Exercise objective:
Nothing but the lines from the one including "Target: multi-pane window" through the last line of the entries, restated exactly, should appear in the answer; omit the pictures.

===== Material for this task =====

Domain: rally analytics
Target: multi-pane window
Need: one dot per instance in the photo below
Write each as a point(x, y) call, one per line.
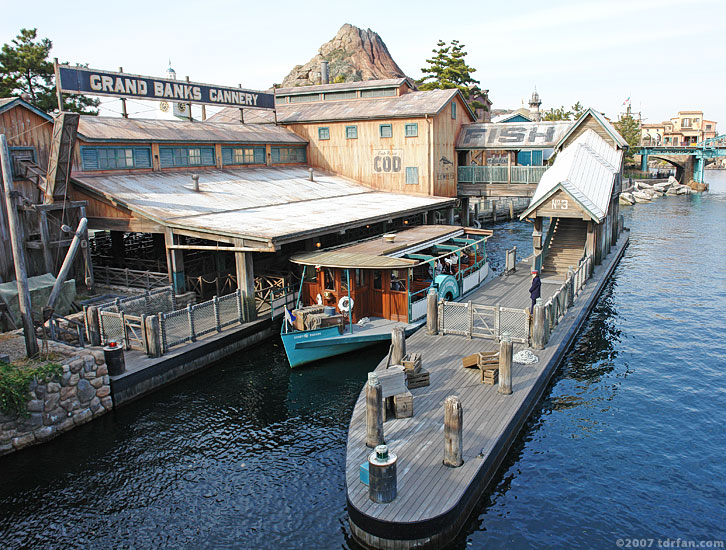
point(115, 158)
point(412, 175)
point(287, 155)
point(243, 155)
point(172, 157)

=====

Response to this task:
Target: multi-pane window
Need: one dot per instance in the photo below
Write each as a point(x, y) call, one per line.
point(115, 158)
point(412, 175)
point(287, 155)
point(243, 155)
point(172, 157)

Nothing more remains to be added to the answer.